SUPPLIED PASSAGE:
※ ※ ※
Wednesday 6 September 2017

The 2017 ISMB Retreat

The Institute of Structural and Molecular Biology (ISMB) at Birkbeck and UCL holds a conference each summer where all members of the Institute's constituent departments come together to discuss their research. In even years, this takes the form of the ISMB Symposium: two intense days of research talks from ISMB core members and invited research leaders. In odd years, the focus turns to the younger members of the Institute with the ISMB Retreat. This, usually held in Cambridge University's Robinson College, is a two-day residential event featuring plenaries from outside speakers, shorter talks by students and postdocs from the ISMB, an activity designed to get young researchers thinking about science-based careers outside an academic lab, and a poster session. The 2017 retreat, held on June 29 and 30, was the seventh in the series.

There is a full report of this retreat (written by me) with photos on the ISMB website. Do check it out! Here are just a few highlights that are relevant to students of structural biology.

The three keynote speakers were Lori Passmore (MRC Laboratory of Molecular Biology (LMB), Cambridge; Bill Rutherford (Imperial College, London); and Bart Vanhaesebroeck (UCL Cancer Institute). Structural biology was a feature of all three talks, although most prominently in Passmore's. She was recently appointed as a group leader at the LMB, where her group uses high resolution electron microscopy to study the process of poly-adenylation (link to PPS section 8): the addition of the 'poly-A tail' to newly synthesised messenger RNA molecules during the maturation process. Much of the work she discussed has still to be published, apart from a section on techniques development: a physicist in her group, Chris Russo, has worked with her to devise a novel, gold-based substrate for mounting specimens in the electron microscope that eliminates most specimen movement and thus increases resolution.

Bill Rutherford gave an engaging talk, unusually featuring hand-written slides, on the mechanism of action of photosystem II, one of the complex proteins involved in photosynthesis. The evolution of photosynthesis was responsible for the increase in oxygen in the Earth's atmosphere that made multicellular life possible, and Rutherford explained how the increase in oxygen had led to further changes in the structure and mechanism of the photosystem that had the overall effect of decreasing its efficiency. Bart Vanhaesebroeck's lecture, which ended the retreat, described the mechanism of the phosphoinositide-3-kinase family of proteins and their role in cancer. Inhibitors of these kinases (link to PPS section 5) might prove useful anti-cancer drugs, almost certainly as part of combination therapy.

The programme also included nine short talks by students and young postdocs. The excellent quality of these was highlighted by the judges of the best talk, who were unable to come to a consensus judgement. In the end, two equal prizes were given, to Jennifer Booker, who studies the structure of sodium channels (see e.g. this post from September 2016) in Bonnie Wallace's group at Birkbeck, and to Sapir Ofer, for a talk on her PhD studies of the structural and molecular biology of archaeal histones. Proteins in this family are responsible for packing DNA into the chromosomes of eukaryotic cells; bacteria pack DNA using an entirely different mechanism, but the mode of packing in archaea - single-celled organisms that have no nucleus and are defined as prokaryotes but are more closely related to eukaryotes than to bacteria - was unknown until recently.
※ ※ ※
DATASET RECORDS:
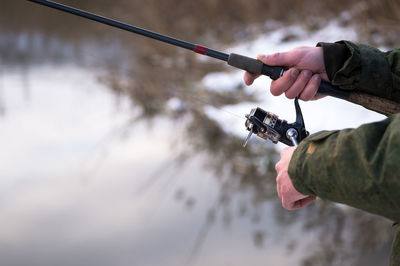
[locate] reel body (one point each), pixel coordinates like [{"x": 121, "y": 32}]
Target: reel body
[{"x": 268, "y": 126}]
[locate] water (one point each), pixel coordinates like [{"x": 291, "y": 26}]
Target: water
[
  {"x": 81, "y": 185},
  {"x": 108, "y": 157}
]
※ ※ ※
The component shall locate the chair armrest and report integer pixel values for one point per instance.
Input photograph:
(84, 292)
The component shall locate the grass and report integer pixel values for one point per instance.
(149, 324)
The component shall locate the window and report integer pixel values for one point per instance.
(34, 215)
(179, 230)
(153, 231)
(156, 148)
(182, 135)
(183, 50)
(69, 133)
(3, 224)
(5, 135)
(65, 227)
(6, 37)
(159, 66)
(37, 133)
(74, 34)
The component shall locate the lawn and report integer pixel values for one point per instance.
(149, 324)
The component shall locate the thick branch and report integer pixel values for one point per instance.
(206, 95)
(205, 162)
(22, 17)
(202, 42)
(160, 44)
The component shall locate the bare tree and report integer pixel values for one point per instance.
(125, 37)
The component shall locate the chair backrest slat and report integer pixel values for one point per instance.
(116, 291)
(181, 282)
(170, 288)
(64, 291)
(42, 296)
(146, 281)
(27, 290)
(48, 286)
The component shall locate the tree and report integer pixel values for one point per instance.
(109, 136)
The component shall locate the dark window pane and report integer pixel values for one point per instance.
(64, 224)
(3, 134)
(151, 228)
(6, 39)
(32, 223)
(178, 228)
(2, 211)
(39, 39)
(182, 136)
※ ※ ※
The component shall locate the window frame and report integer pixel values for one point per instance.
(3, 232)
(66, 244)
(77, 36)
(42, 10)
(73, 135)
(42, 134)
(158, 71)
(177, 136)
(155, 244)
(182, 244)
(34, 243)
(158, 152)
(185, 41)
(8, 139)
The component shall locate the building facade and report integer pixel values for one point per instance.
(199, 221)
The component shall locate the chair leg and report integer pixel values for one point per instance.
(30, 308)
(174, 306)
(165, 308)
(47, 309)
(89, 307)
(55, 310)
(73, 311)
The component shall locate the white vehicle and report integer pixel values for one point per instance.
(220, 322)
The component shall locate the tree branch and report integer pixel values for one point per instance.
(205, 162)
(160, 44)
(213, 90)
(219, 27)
※ ※ ※
In the ISMB Retreat text, revise the passage that opens with "The 2017 ISMB" and closes with "in the series.", putting "panel discussion" wherever "poster session" appears.

The 2017 ISMB Retreat

The Institute of Structural and Molecular Biology (ISMB) at Birkbeck and UCL holds a conference each summer where all members of the Institute's constituent departments come together to discuss their research. In even years, this takes the form of the ISMB Symposium: two intense days of research talks from ISMB core members and invited research leaders. In odd years, the focus turns to the younger members of the Institute with the ISMB Retreat. This, usually held in Cambridge University's Robinson College, is a two-day residential event featuring plenaries from outside speakers, shorter talks by students and postdocs from the ISMB, an activity designed to get young researchers thinking about science-based careers outside an academic lab, and a panel discussion. The 2017 retreat, held on June 29 and 30, was the seventh in the series.